◆ INSTRUCTIONS FOR THE TASK ◆
Output the entries underneath exactly as they are.

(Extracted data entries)
------------------------------------

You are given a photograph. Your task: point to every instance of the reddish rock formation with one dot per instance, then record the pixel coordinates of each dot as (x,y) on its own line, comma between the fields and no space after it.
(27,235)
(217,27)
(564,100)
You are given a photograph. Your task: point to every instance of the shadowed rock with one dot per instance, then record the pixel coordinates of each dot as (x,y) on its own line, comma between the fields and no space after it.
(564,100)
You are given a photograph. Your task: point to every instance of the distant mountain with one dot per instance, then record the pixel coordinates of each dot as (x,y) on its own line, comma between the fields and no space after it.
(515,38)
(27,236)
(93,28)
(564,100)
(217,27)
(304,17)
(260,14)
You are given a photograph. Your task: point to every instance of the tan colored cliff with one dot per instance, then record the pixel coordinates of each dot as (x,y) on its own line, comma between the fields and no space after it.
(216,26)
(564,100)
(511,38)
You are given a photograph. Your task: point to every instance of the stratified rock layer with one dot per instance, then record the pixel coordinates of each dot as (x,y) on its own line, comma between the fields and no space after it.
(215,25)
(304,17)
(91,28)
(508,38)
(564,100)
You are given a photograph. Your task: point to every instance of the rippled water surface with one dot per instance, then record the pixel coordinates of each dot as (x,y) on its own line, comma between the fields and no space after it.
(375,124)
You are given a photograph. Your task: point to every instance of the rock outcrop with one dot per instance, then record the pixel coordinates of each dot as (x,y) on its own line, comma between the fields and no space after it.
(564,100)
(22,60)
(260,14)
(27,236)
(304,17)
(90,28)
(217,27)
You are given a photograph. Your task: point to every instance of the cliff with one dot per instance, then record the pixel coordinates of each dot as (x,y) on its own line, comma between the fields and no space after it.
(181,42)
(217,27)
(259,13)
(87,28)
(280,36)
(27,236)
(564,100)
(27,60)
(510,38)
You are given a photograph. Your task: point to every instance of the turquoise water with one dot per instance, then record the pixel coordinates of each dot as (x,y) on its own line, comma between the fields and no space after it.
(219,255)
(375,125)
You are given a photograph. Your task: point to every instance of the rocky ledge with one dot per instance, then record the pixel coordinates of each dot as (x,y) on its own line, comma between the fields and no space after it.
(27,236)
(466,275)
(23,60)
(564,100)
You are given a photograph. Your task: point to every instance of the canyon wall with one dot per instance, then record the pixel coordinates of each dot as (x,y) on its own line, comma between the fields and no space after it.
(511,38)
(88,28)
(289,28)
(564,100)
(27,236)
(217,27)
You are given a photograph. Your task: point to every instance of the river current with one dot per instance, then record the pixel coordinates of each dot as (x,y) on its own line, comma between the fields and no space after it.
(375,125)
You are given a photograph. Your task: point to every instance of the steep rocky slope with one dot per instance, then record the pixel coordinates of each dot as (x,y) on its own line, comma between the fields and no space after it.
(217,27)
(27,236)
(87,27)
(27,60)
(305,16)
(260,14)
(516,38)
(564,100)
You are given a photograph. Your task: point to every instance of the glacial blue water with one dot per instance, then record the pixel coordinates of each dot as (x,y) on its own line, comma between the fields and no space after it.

------------------------------------

◆ THE COMPLETED TASK ◆
You are given a photograph. Your task: point to every instance of the reddish rock formation with one dot per instance, then record the pixel coordinates of each dot as (x,y) on its own line, comma between the fields and no space after it.
(27,235)
(217,27)
(564,100)
You are given a photograph. Your task: point to every instance of the shadowed rock with one dot per instance, then record the pixel coordinates of each dot as (x,y) on its own line, comma between the fields and no space after it.
(564,100)
You are given a photograph. Your task: point to every instance of the distant mountain with one dot per instance, then record the pixel coordinates of each dot as (x,y) on its own line, comma between the fields and no space after it.
(515,38)
(27,236)
(93,28)
(564,100)
(217,27)
(304,17)
(260,14)
You are given a photograph. Your task: point to every instance of the tan colored cliff with one dot per instance, then record the pixel coordinates of each dot as (x,y) on its own line, comma between the fields and no space after it.
(216,26)
(564,100)
(511,38)
You are given a photograph. Your task: point to every instance of the stratified rock layer with one dot per instance, then record the pixel coordinates of each dot as (x,y) on its own line, comma between the fields and no space after it.
(215,25)
(304,17)
(91,28)
(508,38)
(564,100)
You are given a photograph. Your task: point to every instance of the rippled water surface with one dot per instance, then record the pixel coordinates of each dot as (x,y) on its own line, comma between the fields and no space after it.
(375,124)
You are given a photograph. Your task: point to every instance of the rock outcrop with one dot per instance, then record the pixel coordinates of each dot as (x,y) on its own line, comma between the fields and no space after it.
(564,100)
(22,60)
(260,14)
(27,236)
(304,17)
(90,28)
(217,27)
You are given a photograph. Your task: point to every instance of the cliff with one dot per instance, then record the pixel coordinates of each dot as (x,y) on its own line, comma between the fields and no space after it.
(181,42)
(217,27)
(259,13)
(87,28)
(280,36)
(27,236)
(564,100)
(27,60)
(510,38)
You are given a photograph. Your task: point to every instance of the turquoise water with one dot per instance, then record the pixel coordinates of each dot as (x,y) on its own line, comma between the fields and no space after it.
(219,255)
(375,125)
You are given a photograph. Your task: point to every instance of the rocky ledge with one dot per instance, then record the pixel coordinates of each dot as (x,y) on its own line, comma between the fields and no space after it.
(27,236)
(466,275)
(23,60)
(564,100)
You are given a photograph. Your task: point to every instance of the canyon wall with one dot per instance, then record the pixel coordinates of each dot as (x,y) on its own line, comma between the fields and no space after it.
(511,38)
(88,28)
(289,28)
(564,100)
(27,236)
(217,27)
You are given a photograph. Your task: point to every instance of the river current with one dot per instance, then record the pixel coordinates of each dot as (x,y) on its own line, comma between the fields and no space after it.
(375,125)
You are given a photograph. Your task: point to every instance of the steep rocky slope with one dot per instance, then record the pixel coordinates of each dot as (x,y) on its own line, comma between the fields and no space after it.
(217,27)
(27,236)
(87,27)
(27,60)
(305,16)
(260,14)
(516,38)
(564,100)
You are given a photograph. Your task: point to every instance of the glacial blue water with one dot per instance, then record the pixel coordinates of each dot as (x,y) on its own line, comma between the fields and no space after it.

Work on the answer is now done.